* _EXERCISE PROMPT_
In the listing that follows, the range to quote begins at the line that has "[(103, 443)]" and ends after the line that has "Target: woman in white dress"; quote it verbatim and add nothing.
EXTRACTED ENTRIES Block Start
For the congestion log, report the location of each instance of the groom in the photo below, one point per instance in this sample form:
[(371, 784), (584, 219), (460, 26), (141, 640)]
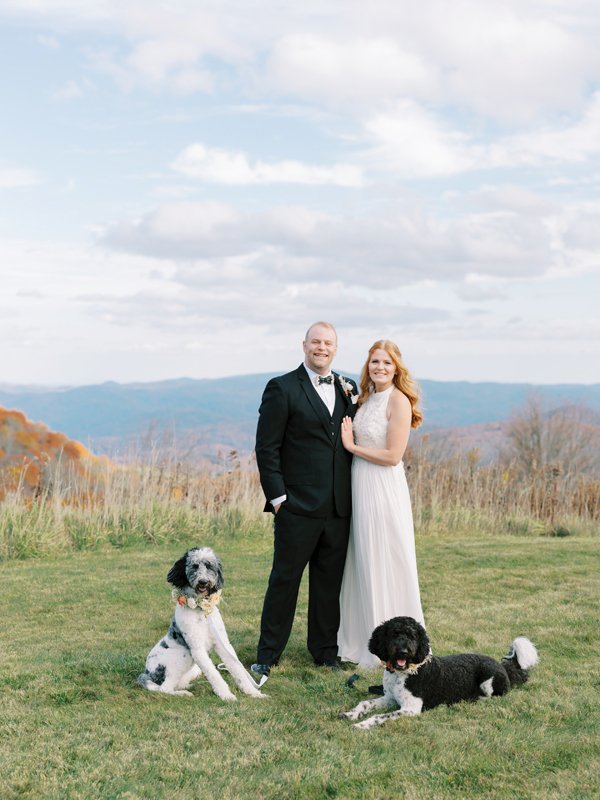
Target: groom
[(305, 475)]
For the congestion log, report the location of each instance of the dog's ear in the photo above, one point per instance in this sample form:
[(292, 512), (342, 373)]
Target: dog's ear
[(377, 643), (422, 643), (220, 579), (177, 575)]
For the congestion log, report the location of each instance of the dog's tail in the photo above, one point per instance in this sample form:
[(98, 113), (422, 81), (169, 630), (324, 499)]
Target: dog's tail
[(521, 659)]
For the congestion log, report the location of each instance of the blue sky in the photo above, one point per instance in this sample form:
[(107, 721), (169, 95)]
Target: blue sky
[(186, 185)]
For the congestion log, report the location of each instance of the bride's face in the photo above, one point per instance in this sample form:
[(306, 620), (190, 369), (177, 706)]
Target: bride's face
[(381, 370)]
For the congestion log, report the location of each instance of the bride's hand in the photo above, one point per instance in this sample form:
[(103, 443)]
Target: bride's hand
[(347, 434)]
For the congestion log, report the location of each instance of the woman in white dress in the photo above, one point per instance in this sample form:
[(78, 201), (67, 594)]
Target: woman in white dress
EXTRACTED ENTRIES Block End
EXTRACTED ENTRIES Block Start
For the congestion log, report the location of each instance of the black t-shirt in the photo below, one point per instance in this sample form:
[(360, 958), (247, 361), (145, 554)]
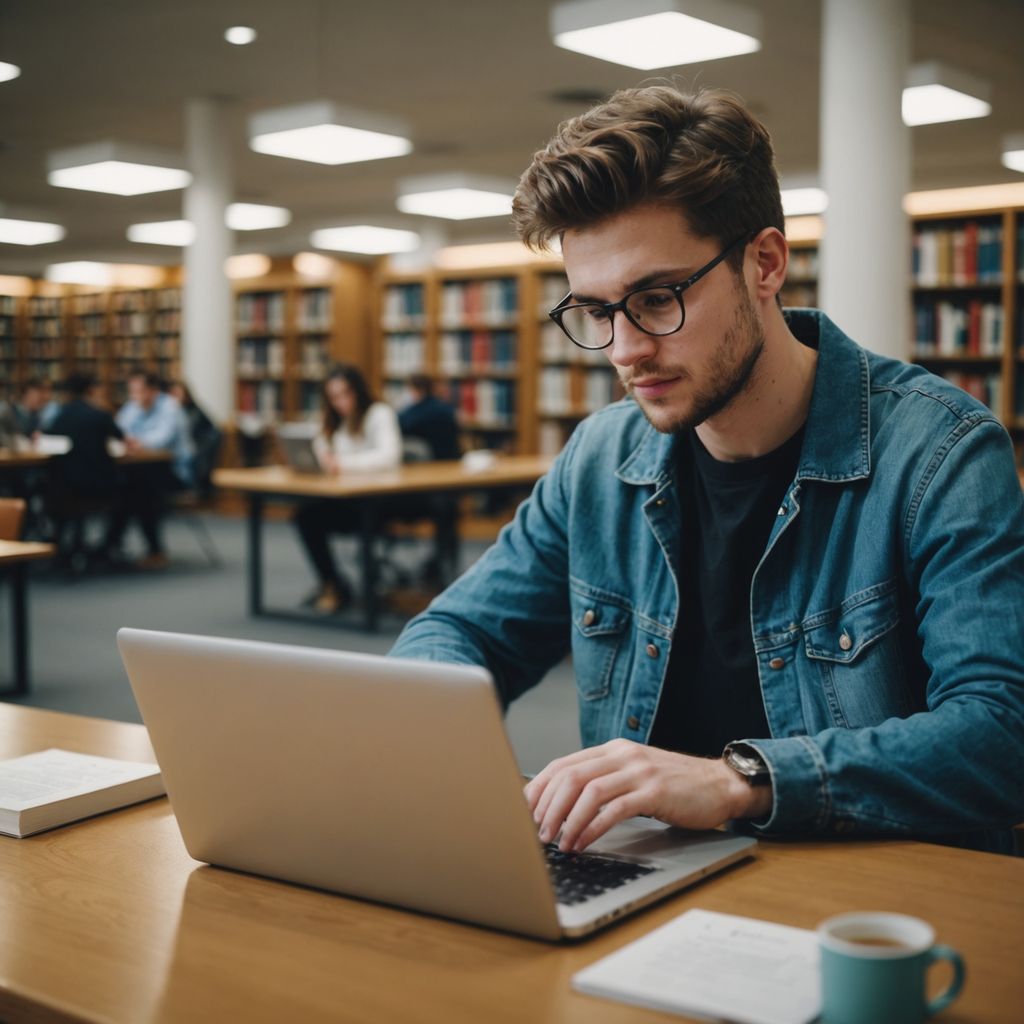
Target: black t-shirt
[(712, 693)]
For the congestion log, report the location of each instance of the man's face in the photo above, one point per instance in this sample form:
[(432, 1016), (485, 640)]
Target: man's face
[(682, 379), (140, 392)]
EXTRACTED ENTRIES Block End
* _SOLUTION TO THIS EXERCISE_
[(103, 443)]
Target: bride's hand
[(347, 434)]
For the congestion log, report the location of each instance of the woman in white dress in the photo above, one point per instance in this sample form:
[(78, 201), (67, 594)]
Target: woman in white dress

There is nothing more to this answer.